#### Input for this task

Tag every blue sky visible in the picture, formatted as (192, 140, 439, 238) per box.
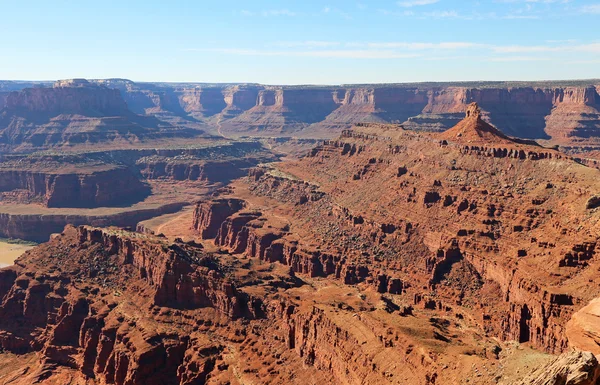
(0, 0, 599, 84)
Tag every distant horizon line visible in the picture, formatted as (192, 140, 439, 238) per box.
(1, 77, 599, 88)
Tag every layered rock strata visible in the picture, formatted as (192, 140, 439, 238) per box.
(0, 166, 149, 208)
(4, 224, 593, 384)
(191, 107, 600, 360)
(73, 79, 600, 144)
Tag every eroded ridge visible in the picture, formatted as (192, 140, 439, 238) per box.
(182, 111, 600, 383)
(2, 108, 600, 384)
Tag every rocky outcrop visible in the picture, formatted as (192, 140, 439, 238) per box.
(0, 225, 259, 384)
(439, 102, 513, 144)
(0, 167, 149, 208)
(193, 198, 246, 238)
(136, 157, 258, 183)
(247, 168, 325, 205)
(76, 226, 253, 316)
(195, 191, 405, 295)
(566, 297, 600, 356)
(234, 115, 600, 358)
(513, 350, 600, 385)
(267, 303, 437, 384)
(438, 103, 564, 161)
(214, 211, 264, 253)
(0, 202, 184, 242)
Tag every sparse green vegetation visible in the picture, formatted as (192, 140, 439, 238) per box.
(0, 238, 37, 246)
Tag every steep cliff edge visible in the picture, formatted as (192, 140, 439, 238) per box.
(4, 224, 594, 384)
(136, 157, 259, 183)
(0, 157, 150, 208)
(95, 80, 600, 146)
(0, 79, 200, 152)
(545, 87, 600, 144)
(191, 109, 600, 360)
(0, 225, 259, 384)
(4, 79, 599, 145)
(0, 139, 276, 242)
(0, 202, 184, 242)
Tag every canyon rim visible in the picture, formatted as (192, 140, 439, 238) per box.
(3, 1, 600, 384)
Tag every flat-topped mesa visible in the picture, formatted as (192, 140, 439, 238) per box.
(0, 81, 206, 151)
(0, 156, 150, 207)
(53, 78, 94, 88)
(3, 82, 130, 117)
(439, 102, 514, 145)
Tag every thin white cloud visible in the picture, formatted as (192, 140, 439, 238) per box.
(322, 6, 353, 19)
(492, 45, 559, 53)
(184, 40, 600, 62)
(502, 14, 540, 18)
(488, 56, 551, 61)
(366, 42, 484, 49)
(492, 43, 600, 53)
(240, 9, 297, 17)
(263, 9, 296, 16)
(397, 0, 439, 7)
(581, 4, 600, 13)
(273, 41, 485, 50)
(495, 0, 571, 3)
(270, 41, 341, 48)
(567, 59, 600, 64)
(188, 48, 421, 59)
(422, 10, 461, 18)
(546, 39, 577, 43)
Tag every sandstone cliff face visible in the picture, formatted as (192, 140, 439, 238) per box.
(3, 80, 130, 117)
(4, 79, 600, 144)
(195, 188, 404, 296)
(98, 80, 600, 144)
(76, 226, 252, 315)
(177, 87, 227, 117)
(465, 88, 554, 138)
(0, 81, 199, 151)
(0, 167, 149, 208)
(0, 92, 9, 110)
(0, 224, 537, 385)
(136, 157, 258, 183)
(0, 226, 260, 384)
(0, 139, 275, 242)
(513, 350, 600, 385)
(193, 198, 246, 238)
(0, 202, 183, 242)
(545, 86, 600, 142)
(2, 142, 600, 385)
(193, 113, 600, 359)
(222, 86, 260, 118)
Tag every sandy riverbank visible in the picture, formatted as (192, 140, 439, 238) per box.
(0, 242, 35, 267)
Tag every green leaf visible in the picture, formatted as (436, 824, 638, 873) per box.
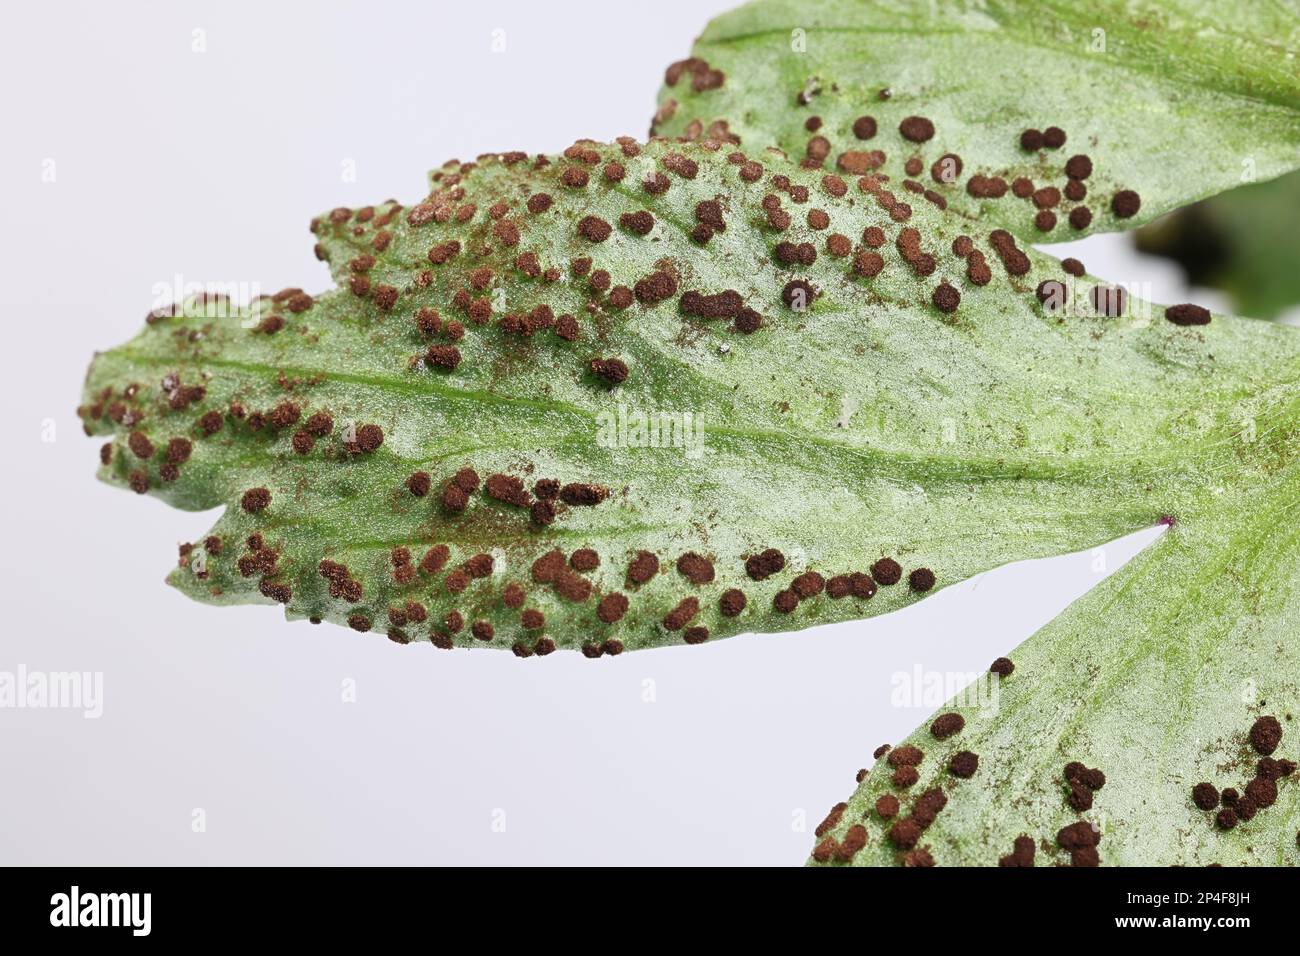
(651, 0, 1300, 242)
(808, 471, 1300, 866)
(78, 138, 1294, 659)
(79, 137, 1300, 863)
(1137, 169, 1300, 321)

########
#### Input for this task

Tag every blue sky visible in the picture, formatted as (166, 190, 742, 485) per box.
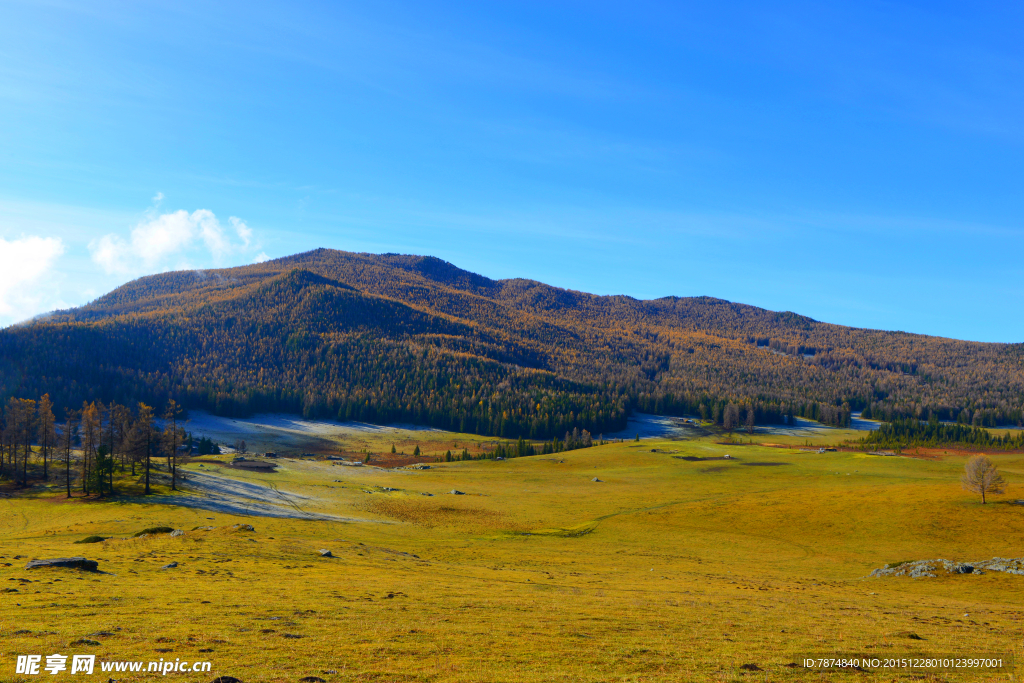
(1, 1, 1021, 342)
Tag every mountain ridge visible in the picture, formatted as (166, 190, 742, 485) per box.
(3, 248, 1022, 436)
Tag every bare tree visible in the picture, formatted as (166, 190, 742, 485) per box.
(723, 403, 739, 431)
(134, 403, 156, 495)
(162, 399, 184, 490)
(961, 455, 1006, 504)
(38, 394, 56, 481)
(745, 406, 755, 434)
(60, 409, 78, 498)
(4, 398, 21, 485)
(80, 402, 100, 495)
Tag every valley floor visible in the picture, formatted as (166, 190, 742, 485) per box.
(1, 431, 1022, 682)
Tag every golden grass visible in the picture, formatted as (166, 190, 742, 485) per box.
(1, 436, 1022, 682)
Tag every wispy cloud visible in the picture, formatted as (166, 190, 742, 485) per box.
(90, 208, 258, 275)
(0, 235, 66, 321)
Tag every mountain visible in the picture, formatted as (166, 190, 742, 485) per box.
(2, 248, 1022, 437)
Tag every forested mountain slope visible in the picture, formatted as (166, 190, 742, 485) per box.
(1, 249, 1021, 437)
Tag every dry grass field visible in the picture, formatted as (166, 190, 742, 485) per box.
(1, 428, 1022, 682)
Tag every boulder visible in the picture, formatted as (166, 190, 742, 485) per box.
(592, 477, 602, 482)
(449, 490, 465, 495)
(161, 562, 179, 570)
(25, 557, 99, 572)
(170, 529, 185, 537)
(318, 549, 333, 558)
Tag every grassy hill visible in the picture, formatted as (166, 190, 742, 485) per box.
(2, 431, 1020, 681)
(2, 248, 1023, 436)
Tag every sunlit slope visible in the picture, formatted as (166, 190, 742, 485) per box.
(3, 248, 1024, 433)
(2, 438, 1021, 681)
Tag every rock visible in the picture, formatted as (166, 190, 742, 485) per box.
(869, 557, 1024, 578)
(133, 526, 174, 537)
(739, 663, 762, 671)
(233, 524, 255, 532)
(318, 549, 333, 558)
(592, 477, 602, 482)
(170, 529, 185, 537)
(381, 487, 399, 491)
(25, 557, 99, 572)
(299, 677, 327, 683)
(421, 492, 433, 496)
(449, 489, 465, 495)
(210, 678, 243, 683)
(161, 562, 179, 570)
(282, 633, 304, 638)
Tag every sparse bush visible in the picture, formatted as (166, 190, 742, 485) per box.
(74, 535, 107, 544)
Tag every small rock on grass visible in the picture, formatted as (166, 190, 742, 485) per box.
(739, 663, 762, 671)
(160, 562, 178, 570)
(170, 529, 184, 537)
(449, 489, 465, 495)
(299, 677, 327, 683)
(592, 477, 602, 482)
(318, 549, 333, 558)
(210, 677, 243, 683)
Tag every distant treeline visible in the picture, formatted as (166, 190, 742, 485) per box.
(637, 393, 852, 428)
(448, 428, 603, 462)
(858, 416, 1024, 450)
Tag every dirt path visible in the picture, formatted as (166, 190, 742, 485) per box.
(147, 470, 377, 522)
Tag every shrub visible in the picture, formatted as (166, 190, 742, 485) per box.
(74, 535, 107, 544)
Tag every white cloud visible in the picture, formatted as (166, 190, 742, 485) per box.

########

→ Activity
Transcribe, exactly and without additions, the lines of the records above, beginning with the line that contains "Tag every sparse bush" and ending with the line that contains "Tag every white", both included.

→ Expected answer
Tag every sparse bush visible in the picture, formatted as (166, 190, 742, 485) per box.
(74, 535, 107, 544)
Tag every small rock on grass visible in the picture, formatted as (166, 190, 742, 485) per box.
(739, 663, 762, 671)
(160, 562, 178, 570)
(170, 529, 184, 537)
(449, 489, 465, 495)
(299, 677, 327, 683)
(592, 477, 602, 482)
(318, 549, 333, 558)
(210, 677, 243, 683)
Tag every distant treeline visible in the picture, formatted as (166, 190, 742, 485) per box.
(637, 393, 852, 428)
(448, 428, 603, 462)
(858, 416, 1024, 450)
Tag every dirt path visible in the picture, formatted as (166, 190, 742, 485) per box.
(147, 470, 377, 522)
Tag every shrub visible in the picture, formatted as (166, 190, 742, 485) per box.
(74, 535, 107, 544)
Tag every white cloud visible in the picture, formatted as (166, 190, 742, 485) per box.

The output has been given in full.